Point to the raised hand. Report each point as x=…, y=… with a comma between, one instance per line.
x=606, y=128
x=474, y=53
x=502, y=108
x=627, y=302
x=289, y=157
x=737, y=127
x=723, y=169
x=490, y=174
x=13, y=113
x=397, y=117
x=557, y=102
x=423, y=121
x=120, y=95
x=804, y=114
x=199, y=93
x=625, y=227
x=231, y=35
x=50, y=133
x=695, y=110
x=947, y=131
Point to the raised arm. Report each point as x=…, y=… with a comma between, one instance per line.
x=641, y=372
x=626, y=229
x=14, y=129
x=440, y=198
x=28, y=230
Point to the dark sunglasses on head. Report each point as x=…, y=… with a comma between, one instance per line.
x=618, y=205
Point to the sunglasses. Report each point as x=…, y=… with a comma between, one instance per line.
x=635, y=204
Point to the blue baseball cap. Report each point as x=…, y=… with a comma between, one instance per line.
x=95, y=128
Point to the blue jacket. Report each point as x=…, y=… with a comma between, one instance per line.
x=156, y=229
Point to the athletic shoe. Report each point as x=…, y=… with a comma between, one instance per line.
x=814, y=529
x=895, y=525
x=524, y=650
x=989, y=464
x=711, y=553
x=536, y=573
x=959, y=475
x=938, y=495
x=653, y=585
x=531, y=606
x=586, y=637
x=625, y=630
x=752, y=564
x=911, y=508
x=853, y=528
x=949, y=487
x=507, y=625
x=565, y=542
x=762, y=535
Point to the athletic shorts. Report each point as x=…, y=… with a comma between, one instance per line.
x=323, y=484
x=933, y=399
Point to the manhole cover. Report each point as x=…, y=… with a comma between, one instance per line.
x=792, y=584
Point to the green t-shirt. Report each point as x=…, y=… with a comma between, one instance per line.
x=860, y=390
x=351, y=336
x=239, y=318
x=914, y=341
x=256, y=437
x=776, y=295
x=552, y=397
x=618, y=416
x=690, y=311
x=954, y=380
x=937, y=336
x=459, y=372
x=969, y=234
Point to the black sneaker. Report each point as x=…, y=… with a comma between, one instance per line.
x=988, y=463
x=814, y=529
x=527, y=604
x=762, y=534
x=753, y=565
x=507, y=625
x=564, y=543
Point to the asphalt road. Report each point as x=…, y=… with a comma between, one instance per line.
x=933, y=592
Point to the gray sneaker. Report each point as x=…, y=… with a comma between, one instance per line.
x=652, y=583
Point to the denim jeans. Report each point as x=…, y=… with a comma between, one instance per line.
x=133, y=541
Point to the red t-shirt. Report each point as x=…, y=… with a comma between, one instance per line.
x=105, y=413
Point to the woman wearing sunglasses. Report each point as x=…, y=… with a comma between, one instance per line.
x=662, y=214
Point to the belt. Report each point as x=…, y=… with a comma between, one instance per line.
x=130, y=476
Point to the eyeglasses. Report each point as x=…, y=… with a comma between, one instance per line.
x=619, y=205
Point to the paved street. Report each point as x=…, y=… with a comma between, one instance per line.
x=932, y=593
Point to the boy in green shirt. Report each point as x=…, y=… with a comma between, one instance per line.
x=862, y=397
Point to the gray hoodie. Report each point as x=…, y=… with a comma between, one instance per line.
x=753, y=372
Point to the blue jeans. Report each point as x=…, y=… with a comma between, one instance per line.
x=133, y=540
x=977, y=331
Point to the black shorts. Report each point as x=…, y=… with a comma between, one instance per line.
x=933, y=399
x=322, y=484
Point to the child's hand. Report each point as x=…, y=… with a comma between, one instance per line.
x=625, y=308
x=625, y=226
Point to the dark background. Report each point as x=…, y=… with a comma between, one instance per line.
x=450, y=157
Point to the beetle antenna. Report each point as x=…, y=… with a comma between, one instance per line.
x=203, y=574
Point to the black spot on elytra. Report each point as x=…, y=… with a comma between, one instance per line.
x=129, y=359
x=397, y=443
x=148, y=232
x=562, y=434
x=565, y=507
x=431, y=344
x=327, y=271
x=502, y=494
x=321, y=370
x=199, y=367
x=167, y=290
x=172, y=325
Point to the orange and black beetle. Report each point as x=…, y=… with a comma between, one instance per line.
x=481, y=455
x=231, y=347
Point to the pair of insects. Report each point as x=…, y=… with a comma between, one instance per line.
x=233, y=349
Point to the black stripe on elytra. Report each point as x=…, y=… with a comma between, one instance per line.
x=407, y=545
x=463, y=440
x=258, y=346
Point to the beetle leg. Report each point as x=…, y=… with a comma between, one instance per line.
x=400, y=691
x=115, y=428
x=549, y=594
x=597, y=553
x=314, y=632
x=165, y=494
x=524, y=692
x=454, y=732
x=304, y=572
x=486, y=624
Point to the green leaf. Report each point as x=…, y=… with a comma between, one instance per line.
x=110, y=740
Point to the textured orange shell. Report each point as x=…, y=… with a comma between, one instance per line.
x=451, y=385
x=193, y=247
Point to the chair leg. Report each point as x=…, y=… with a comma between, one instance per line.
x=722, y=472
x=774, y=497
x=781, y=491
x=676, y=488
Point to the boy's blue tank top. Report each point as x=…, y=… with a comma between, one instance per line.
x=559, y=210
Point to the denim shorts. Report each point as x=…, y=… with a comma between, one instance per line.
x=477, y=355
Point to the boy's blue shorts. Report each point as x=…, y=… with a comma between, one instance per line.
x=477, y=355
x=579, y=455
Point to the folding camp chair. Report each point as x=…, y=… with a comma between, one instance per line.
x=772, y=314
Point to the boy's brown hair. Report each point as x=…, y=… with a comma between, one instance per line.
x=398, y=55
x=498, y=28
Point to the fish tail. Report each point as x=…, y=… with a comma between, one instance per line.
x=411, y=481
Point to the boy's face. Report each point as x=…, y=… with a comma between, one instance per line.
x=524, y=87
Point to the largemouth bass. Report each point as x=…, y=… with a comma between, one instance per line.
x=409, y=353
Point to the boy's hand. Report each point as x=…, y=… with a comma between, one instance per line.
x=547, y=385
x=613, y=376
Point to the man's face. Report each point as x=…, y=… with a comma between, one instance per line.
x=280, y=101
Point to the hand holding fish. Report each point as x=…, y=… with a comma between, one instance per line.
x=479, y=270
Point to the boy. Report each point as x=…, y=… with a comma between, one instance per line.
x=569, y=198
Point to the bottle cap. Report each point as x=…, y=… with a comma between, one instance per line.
◆ ◆ ◆
> **Required task**:
Reproduce all the entries above with "one instance per line" switched to "one location per line" wherever it occurs, changing nothing else.

> **Solution to this task**:
Point to the raised hand. Report each point as x=…, y=… with a comma between, one location per line.
x=606, y=128
x=474, y=53
x=502, y=108
x=627, y=302
x=289, y=157
x=737, y=127
x=723, y=169
x=490, y=174
x=13, y=113
x=397, y=117
x=557, y=102
x=423, y=121
x=120, y=95
x=804, y=114
x=199, y=93
x=625, y=227
x=231, y=35
x=50, y=133
x=695, y=110
x=947, y=131
Point to the raised arm. Report each point as x=…, y=… with a comma between, one location per line.
x=641, y=372
x=626, y=229
x=14, y=129
x=440, y=198
x=28, y=230
Point to the dark sunglasses on head. Report each point as x=…, y=… with a comma between, one location per line.
x=618, y=205
Point to the sunglasses. Report each point as x=…, y=… with a comma between, one location per line.
x=635, y=204
Point to the blue baseball cap. Report each point as x=…, y=… with a comma between, one location per line.
x=95, y=128
Point to the blue jacket. Report each point as x=…, y=… with a comma between, one location per line.
x=156, y=229
Point to the athletic shoe. Report each point as x=…, y=… with a comma between, one location per line.
x=814, y=529
x=895, y=525
x=524, y=650
x=989, y=464
x=711, y=553
x=536, y=573
x=959, y=475
x=938, y=495
x=653, y=585
x=531, y=606
x=586, y=637
x=625, y=630
x=752, y=564
x=911, y=508
x=853, y=528
x=949, y=487
x=507, y=625
x=565, y=542
x=762, y=535
Point to the athletic shorts. Report each point as x=…, y=… with a comma between, one location per line.
x=323, y=484
x=933, y=399
Point to the manhole cover. Report each point as x=…, y=… with a comma between, one location per line.
x=792, y=584
Point to the green t-shirt. Report each point as x=…, y=… with a comma between, one location per line.
x=860, y=390
x=351, y=336
x=239, y=318
x=914, y=341
x=256, y=437
x=776, y=295
x=552, y=397
x=618, y=416
x=690, y=311
x=954, y=380
x=937, y=336
x=459, y=372
x=969, y=234
Point to the black sneaker. Report each point as x=…, y=… with a comma between, one location per line.
x=988, y=463
x=814, y=529
x=527, y=604
x=762, y=534
x=753, y=565
x=507, y=625
x=564, y=543
Point to the asphalt road. Report each point as x=…, y=… with a comma between, one location per line.
x=933, y=592
Point to the gray sneaker. Report each point as x=…, y=… with a comma between, one location per line.
x=652, y=583
Point to the denim jeans. Report each point as x=…, y=… with a comma between, one location per line.
x=133, y=541
Point to the red t-shirt. Report each point as x=…, y=… with a comma between, one location per line.
x=105, y=413
Point to the woman wearing sunglasses. Report each point as x=…, y=… with a comma between, one location per line.
x=662, y=214
Point to the belt. Report each point as x=…, y=… with a comma between, one location per line.
x=130, y=476
Point to the eyeglasses. Report each point as x=…, y=… with a comma between, one location per line.
x=619, y=205
Point to the paved street. Report each point as x=…, y=… with a comma between, one location per line.
x=932, y=593
Point to the boy in green shirt. Report each point as x=…, y=… with a comma between, one location per line.
x=862, y=397
Point to the gray hoodie. Report each point as x=…, y=… with a comma between, one location per line.
x=753, y=372
Point to the blue jeans. Report each point as x=…, y=… with a comma between, one location per line.
x=133, y=540
x=977, y=331
Point to the black shorts. Report each point as x=…, y=… with a comma between, one location per line.
x=933, y=399
x=322, y=484
Point to the child's hand. Report each point as x=…, y=… with a comma between, one location per line.
x=625, y=308
x=625, y=226
Point to the dark background. Report each point as x=…, y=… with a comma between, one location per line.
x=450, y=157
Point to the beetle antenna. Report each point as x=…, y=… with a comma between, one location per line.
x=203, y=574
Point to the black spot on elytra. Report each point as x=…, y=… with a comma between, one location per line.
x=129, y=359
x=397, y=443
x=148, y=232
x=562, y=434
x=565, y=507
x=431, y=344
x=327, y=271
x=502, y=494
x=321, y=370
x=199, y=367
x=167, y=290
x=172, y=325
Point to the orange and black beetle. Report each point as x=…, y=… with a comma between, one location per line.
x=481, y=455
x=231, y=347
Point to the pair of insects. Report each point as x=…, y=… with a comma between, one location per line.
x=233, y=349
Point to the black stripe on elytra. Report each point as x=…, y=… with a comma between, one location per line.
x=407, y=545
x=463, y=440
x=258, y=346
Point to the beetle leg. Report each point as x=…, y=… with a comma between, one location per line.
x=400, y=691
x=115, y=428
x=549, y=594
x=597, y=553
x=314, y=632
x=165, y=494
x=524, y=692
x=454, y=732
x=304, y=572
x=486, y=624
Point to the green leaf. Report each point as x=…, y=… with a comma between, one location per line.
x=110, y=740
Point to the textured orange shell. Report each point as x=…, y=… with a comma between, one location per line.
x=451, y=385
x=193, y=247
Point to the chair leg. Report each point as x=…, y=… with a comma between, one location per line.
x=722, y=472
x=774, y=497
x=781, y=491
x=676, y=488
Point to the boy's blue tank top. Report each point as x=…, y=… with a comma between, one location per line.
x=559, y=210
Point to the denim shorts. Report each point as x=…, y=… with a comma between, one location per line.
x=477, y=355
Point to the boy's blue shorts. Report each point as x=…, y=… with a comma between, one location per line.
x=477, y=355
x=579, y=455
Point to the folding camp chair. Report each point as x=…, y=… with a comma between, one location per line.
x=772, y=314
Point to the boy's brown hair. Report each point as x=…, y=… with a comma between, one location per line.
x=398, y=55
x=498, y=28
Point to the fish tail. Report each point as x=…, y=… with a comma between, one location per line.
x=411, y=481
Point to the boy's face. Report each point as x=…, y=… with a comma between, one location per line.
x=524, y=87
Point to the largemouth bass. Report each point as x=…, y=… with a comma between, one location per line.
x=409, y=353
Point to the boy's hand. Report each point as x=…, y=… with a comma between, one location per line.
x=547, y=385
x=613, y=376
Point to the man's face. Report each point as x=…, y=… with a comma between, one location per line.
x=280, y=101
Point to the hand holding fish. Report each point as x=…, y=… with a comma between, one location per line.
x=479, y=270
Point to the boy. Report each point as x=…, y=… with a comma between, one location per line.
x=569, y=198
Point to the bottle cap. Report each point as x=…, y=… with a comma between, one location per line.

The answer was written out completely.